── SOURCE INFORMATION

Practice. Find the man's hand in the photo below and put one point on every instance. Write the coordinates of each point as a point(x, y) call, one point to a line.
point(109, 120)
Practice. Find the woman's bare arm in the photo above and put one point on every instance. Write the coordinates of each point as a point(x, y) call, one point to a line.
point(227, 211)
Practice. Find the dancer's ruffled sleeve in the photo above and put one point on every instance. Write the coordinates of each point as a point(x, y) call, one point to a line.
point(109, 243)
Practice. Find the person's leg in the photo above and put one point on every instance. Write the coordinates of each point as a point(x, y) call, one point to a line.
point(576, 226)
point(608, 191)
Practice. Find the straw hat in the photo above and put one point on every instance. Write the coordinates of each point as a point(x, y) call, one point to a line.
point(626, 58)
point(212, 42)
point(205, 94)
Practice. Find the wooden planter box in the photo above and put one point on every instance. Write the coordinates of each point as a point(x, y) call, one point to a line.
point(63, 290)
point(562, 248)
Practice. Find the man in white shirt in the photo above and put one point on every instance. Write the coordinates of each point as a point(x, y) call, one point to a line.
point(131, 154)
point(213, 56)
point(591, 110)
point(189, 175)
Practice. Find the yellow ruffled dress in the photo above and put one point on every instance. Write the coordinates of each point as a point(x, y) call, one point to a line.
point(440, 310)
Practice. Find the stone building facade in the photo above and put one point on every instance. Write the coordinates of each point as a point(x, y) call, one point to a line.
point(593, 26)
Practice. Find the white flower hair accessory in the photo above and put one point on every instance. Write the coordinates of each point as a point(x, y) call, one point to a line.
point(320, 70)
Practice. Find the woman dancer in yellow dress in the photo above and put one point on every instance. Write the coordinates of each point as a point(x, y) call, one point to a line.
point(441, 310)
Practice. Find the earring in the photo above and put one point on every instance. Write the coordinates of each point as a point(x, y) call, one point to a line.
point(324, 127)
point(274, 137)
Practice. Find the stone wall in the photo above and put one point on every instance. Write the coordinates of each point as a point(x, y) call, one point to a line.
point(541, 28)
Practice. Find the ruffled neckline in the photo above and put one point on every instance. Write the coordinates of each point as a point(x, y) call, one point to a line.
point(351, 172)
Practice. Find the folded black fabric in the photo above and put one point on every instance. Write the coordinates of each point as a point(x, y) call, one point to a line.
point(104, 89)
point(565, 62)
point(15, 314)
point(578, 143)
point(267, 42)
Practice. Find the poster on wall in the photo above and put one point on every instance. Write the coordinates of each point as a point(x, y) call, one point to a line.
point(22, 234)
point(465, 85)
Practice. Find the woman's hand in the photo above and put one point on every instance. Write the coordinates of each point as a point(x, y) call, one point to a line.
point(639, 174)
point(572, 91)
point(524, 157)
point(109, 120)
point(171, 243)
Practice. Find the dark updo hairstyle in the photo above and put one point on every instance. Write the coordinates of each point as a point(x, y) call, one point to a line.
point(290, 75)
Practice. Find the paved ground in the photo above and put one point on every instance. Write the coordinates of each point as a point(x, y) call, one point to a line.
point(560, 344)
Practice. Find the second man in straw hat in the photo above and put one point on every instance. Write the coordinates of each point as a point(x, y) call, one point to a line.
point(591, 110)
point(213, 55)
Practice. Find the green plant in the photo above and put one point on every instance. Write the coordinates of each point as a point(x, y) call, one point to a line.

────

Locate the line with "Practice. Find the second" in the entries above; extract it and every line after it, verbatim.

Practice. Find the second man in straw hat in the photo above and put one point on every instance. Write the coordinates of each point as a point(x, y) call, one point to a line.
point(591, 110)
point(213, 55)
Practice. Find the green plant in the photo above and put one point on every instance. Write the coordinates of each point as a point(x, y) call, one point to a line.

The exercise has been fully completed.